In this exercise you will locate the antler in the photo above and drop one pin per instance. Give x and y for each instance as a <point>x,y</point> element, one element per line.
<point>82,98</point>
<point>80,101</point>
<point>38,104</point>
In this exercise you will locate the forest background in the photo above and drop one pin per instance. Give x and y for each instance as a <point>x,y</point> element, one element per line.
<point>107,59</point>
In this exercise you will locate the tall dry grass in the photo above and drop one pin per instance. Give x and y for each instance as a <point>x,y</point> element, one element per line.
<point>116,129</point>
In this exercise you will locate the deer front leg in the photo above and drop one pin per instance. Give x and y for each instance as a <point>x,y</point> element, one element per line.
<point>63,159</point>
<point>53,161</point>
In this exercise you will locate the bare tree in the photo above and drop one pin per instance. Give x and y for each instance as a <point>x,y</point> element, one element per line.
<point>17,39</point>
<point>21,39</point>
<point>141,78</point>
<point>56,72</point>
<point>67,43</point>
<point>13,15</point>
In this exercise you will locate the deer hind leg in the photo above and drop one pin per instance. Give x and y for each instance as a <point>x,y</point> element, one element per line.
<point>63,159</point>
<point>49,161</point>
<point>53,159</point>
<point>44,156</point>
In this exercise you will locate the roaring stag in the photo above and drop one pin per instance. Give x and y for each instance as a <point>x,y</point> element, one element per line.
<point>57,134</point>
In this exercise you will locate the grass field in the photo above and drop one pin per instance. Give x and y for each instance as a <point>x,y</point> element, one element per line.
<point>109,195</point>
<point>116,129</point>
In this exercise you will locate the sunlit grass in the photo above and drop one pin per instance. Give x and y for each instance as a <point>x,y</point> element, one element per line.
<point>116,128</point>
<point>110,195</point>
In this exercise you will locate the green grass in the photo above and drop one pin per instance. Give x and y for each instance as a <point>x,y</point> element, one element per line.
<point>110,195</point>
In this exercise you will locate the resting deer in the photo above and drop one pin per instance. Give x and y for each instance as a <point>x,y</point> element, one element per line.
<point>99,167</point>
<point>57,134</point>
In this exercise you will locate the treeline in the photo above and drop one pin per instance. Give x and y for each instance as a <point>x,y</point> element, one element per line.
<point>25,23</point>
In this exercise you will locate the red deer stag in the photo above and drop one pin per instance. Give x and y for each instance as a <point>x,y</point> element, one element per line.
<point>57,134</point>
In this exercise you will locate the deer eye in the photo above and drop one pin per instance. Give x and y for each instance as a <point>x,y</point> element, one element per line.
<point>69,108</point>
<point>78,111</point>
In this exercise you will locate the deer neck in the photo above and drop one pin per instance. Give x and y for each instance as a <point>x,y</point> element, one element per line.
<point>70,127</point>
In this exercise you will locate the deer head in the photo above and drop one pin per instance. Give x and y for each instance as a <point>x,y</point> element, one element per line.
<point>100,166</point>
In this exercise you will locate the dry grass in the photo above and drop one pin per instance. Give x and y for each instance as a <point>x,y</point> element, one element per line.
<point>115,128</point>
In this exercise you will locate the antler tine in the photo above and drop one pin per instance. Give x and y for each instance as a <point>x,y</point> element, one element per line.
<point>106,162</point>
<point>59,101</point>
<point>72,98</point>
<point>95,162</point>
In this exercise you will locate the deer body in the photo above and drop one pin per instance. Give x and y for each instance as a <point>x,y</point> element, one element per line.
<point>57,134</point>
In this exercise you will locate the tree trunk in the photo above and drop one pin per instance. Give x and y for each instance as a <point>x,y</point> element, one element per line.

◆ ◆ ◆

● **PROBLEM REQUIREMENTS**:
Convert the listing above into a JSON array of strings, with one string for each line and blank lines omitted.

● **FINISHED EXERCISE**:
[
  "In this exercise you will locate the antler in the photo above and drop one pin per instance. Give x and y for each instance as a <point>x,y</point> element, one element per line.",
  "<point>82,98</point>",
  "<point>80,101</point>",
  "<point>38,104</point>",
  "In this exercise you will locate the forest background in the photo above and drop one pin per instance. Give x and y for each instance as a <point>x,y</point> element, one element per line.",
  "<point>107,59</point>",
  "In this exercise you will locate the tall dry grass in the photo above and drop one pin per instance. Give x and y for each instance as a <point>x,y</point> element, one element per line.",
  "<point>116,129</point>",
  "In this exercise you will locate the deer front leg in the photo above and drop one pin per instance. Give x and y for each instance as a <point>x,y</point> element, one element per line.",
  "<point>63,159</point>",
  "<point>53,161</point>",
  "In this exercise you will locate the bare tree in the photo above and drop one pin per instance. Give x and y for each instance as a <point>x,y</point> element, one element per line.",
  "<point>17,39</point>",
  "<point>21,39</point>",
  "<point>141,78</point>",
  "<point>56,72</point>",
  "<point>67,43</point>",
  "<point>13,15</point>",
  "In this exercise you will locate the deer hind leg in the photo above and drop one pin per instance. Give x and y for each instance as a <point>x,y</point> element, one element per line.",
  "<point>63,159</point>",
  "<point>49,161</point>",
  "<point>53,159</point>",
  "<point>44,156</point>",
  "In this exercise you will locate the roaring stag in the photo above and drop one pin per instance. Give x and y for each instance as a <point>x,y</point> element, one element per line.",
  "<point>57,134</point>",
  "In this exercise you will locate the grass field in the photo above and drop one pin per instance. Give x and y for each instance as a <point>x,y</point> element, one element per line.",
  "<point>109,195</point>",
  "<point>116,129</point>",
  "In this exercise you will locate the sunlit grass in the photo above and drop one pin per instance. Give x and y for each instance as a <point>x,y</point> element, one element per line.",
  "<point>116,128</point>",
  "<point>110,195</point>",
  "In this exercise you will locate the green grass in the photo above and drop one pin per instance. Give x and y for each instance as a <point>x,y</point> element, one element per line.",
  "<point>110,195</point>",
  "In this exercise you will locate the resting deer in the photo above and drop one pin per instance. Give x and y for each instance as a <point>x,y</point> element, one element per line.",
  "<point>99,167</point>",
  "<point>57,134</point>",
  "In this exercise you will locate the treeline in the photo above and drop one pin per instance. Give x and y for each instance as a <point>x,y</point> element, one element per line.",
  "<point>25,23</point>",
  "In this exercise you will locate the red deer stag in the photo above and drop one pin per instance. Give x and y for each instance as a <point>x,y</point> element, one element per line.",
  "<point>57,134</point>",
  "In this exercise you will locate the deer eye in the photo above and drop one pin per instance. Give x and y for each instance as a <point>x,y</point> element, one element per line.",
  "<point>69,108</point>",
  "<point>78,111</point>",
  "In this exercise you will locate the deer neck in the photo above and drop one pin per instance. Give x and y for each instance as a <point>x,y</point> element, one element per line.",
  "<point>70,127</point>",
  "In this exercise you will locate the deer head in the photo above and drop one pin per instance. Give x and y for each instance as a <point>x,y</point> element, one element per line.",
  "<point>100,166</point>",
  "In this exercise you will locate the dry grass in the photo above and drop one pin per instance. Give x and y for each instance as a <point>x,y</point> element, one element per line.",
  "<point>115,128</point>",
  "In this exercise you will locate the antler tine in the photo above and drop one pin per instance. Give x and y for each instance as a <point>x,y</point> element, one element per line.",
  "<point>106,162</point>",
  "<point>59,101</point>",
  "<point>72,98</point>",
  "<point>95,162</point>",
  "In this exercise you will locate the deer body in the photo above and drop one pin per instance. Give x and y for each instance as a <point>x,y</point> element, one element per line.",
  "<point>57,134</point>",
  "In this exercise you will locate the tree trunk in the photo above and drop one pin per instance. Give x and y for each instance as a <point>x,y</point> element, one element per line."
]